▸ Material provided
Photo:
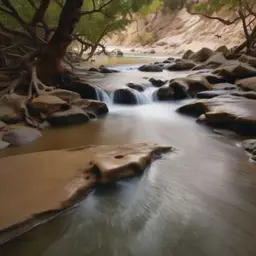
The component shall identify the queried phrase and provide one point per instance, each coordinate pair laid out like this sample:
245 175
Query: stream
198 200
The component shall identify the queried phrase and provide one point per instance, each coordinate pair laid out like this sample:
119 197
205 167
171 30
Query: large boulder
215 60
50 181
180 65
150 68
223 49
125 96
247 84
47 104
235 70
137 87
248 59
3 144
20 136
85 90
92 106
187 54
182 88
9 114
157 82
230 112
74 115
202 55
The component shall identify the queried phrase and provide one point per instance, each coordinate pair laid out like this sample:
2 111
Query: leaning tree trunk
49 57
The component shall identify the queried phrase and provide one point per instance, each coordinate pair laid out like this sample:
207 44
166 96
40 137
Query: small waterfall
133 97
102 95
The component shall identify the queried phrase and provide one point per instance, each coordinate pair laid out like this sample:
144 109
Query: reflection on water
197 201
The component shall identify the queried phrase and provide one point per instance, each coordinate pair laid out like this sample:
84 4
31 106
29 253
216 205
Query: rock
65 95
223 49
215 60
229 112
187 54
125 96
58 179
235 70
85 90
202 55
151 68
165 93
46 104
247 84
92 106
248 95
157 82
211 94
105 70
93 70
248 59
9 115
180 65
137 87
3 144
182 88
21 136
72 116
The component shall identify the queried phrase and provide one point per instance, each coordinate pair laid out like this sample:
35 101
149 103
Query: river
198 200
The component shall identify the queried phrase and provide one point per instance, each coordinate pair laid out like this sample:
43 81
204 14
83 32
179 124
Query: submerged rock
180 65
230 112
21 136
137 87
55 180
72 116
151 68
157 82
125 96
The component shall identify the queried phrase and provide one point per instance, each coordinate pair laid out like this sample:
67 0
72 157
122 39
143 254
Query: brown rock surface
50 181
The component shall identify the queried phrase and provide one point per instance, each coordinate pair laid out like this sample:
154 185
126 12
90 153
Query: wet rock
248 95
165 93
3 144
72 116
65 95
47 104
137 87
125 96
105 70
235 70
157 82
180 65
85 90
9 115
223 49
92 106
187 54
248 59
215 60
202 55
21 136
57 179
247 84
151 68
211 94
230 112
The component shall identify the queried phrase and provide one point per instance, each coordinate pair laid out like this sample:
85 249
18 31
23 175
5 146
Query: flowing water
198 200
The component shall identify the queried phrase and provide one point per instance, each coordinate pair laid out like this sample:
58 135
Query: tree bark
49 59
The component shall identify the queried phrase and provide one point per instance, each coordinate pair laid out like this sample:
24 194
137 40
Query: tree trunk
49 58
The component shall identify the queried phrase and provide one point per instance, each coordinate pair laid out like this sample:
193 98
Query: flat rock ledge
37 186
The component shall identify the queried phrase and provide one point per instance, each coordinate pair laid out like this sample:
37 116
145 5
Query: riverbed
198 200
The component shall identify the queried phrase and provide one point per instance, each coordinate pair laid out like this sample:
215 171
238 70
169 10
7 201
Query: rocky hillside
175 32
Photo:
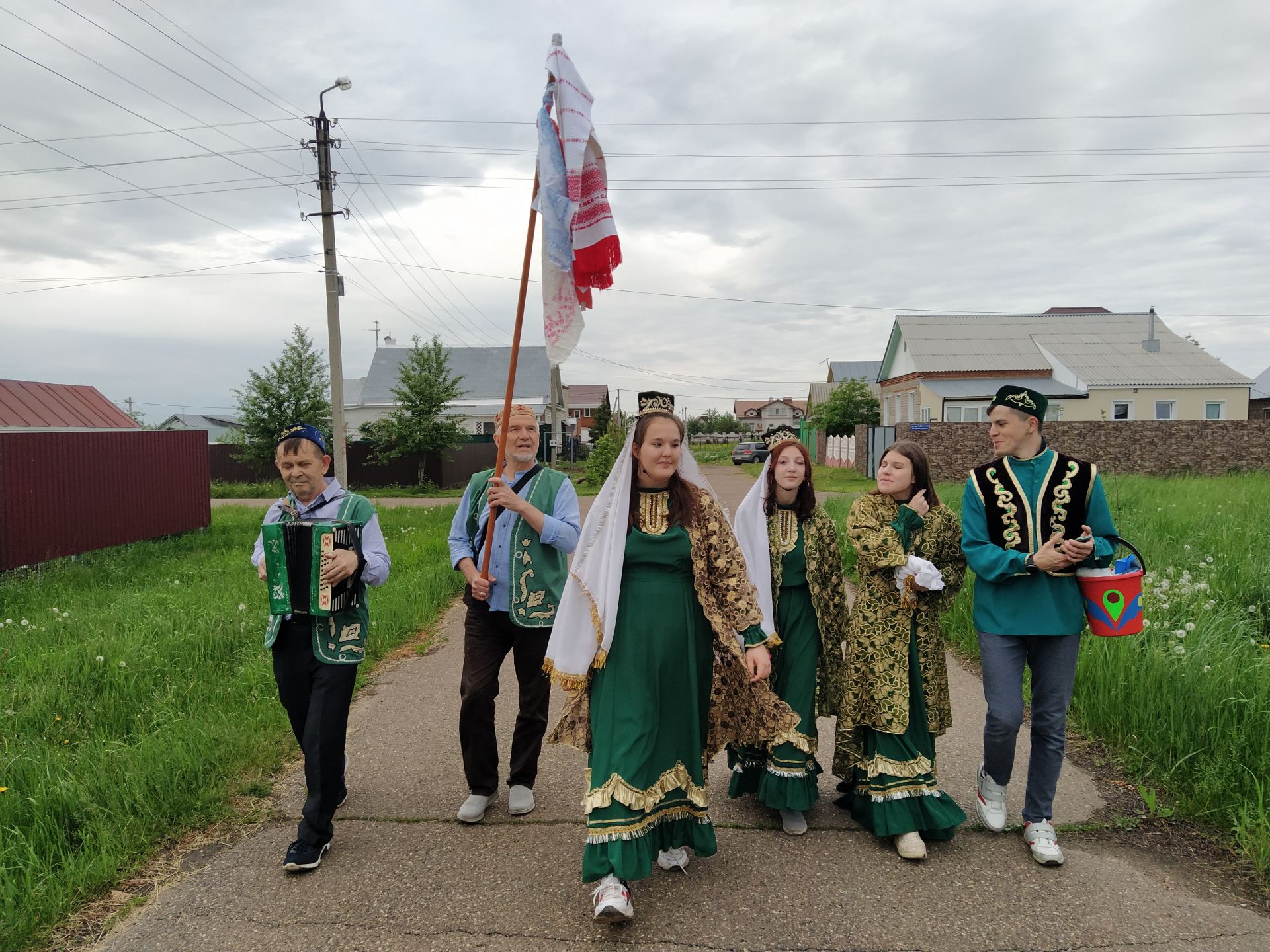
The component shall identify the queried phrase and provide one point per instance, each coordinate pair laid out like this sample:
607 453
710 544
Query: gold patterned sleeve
726 568
947 554
878 545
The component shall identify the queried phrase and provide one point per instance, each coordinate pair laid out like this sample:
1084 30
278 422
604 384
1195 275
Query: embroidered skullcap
779 434
656 401
304 430
1023 399
517 411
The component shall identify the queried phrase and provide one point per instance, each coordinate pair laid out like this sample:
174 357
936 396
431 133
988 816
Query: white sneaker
613 902
1043 841
911 846
793 823
673 858
520 800
991 803
474 808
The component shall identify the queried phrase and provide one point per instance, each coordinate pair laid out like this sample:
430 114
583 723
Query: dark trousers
317 698
1052 659
488 636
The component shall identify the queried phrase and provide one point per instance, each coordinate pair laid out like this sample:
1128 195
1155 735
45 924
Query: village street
404 875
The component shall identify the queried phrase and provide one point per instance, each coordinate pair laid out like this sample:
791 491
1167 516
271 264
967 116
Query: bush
603 457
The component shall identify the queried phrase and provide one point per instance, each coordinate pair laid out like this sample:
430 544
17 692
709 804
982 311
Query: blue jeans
1052 659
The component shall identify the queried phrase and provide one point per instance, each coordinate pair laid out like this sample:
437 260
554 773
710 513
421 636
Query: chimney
1152 343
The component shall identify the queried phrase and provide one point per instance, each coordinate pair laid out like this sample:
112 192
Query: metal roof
987 387
1101 349
851 370
483 371
59 407
1261 386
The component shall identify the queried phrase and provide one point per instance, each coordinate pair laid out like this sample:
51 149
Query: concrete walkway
404 875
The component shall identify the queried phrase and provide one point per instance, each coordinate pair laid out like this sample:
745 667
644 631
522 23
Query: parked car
748 454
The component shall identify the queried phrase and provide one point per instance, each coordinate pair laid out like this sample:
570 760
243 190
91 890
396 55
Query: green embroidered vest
339 639
1061 507
538 571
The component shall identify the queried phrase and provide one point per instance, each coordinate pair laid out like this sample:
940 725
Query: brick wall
1150 447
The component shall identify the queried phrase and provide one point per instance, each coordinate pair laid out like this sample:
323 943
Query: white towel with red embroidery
591 230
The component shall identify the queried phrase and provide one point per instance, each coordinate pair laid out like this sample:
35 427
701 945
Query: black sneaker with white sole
304 857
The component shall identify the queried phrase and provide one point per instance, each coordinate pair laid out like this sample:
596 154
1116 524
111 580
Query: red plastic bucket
1113 603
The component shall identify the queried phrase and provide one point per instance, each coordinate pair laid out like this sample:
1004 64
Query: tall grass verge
1185 706
138 699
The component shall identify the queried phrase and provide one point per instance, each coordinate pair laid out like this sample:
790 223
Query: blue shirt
559 531
1007 598
325 506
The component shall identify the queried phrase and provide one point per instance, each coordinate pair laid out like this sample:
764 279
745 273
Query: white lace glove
923 573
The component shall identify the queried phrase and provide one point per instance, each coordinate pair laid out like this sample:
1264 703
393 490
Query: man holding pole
511 606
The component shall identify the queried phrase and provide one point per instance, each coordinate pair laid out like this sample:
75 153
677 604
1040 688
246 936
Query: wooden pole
499 460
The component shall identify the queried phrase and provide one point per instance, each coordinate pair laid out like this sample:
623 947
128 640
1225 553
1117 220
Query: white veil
583 629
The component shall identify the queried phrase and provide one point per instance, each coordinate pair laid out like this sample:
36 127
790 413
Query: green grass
1188 715
145 703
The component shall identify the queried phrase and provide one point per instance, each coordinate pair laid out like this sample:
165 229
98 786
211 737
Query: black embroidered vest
1064 504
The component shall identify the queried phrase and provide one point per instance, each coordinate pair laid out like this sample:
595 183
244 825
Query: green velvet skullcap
1023 399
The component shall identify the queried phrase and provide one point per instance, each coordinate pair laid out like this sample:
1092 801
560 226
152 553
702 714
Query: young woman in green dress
792 551
894 687
659 644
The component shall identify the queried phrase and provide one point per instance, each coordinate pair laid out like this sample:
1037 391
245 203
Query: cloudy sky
952 157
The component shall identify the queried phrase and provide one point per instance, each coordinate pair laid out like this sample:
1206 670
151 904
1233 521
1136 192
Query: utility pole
325 187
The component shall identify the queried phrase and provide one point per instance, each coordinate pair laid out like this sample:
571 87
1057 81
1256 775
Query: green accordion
294 556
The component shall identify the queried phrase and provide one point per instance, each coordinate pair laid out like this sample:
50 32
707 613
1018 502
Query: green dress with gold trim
650 711
896 695
784 775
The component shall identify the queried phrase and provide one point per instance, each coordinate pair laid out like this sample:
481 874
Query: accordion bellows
294 554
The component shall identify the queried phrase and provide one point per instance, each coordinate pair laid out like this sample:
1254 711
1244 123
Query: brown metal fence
67 493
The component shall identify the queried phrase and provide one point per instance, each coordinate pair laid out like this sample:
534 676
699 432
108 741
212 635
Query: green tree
417 427
294 389
601 460
603 418
850 405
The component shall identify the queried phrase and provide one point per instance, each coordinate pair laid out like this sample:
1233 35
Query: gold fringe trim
644 800
878 766
800 740
570 682
647 824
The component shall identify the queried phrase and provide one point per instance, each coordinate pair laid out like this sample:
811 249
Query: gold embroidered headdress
656 401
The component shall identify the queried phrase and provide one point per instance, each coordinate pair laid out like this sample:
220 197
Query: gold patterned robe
874 687
740 710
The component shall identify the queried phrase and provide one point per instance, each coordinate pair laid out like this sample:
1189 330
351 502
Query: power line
832 122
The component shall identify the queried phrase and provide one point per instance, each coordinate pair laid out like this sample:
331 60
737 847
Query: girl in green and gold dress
659 645
894 686
792 551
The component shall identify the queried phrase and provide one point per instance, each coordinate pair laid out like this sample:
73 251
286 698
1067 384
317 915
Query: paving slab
439 885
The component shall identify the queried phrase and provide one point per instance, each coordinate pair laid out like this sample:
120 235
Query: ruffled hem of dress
644 800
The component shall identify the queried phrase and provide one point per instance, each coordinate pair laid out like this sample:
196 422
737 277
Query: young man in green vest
316 658
1029 520
536 528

▸ Task brief
Return each line of the data that contains the word "patterned", copied in full.

▸ Exercise output
Query: gold patterned sleeve
Query: gold patterned robe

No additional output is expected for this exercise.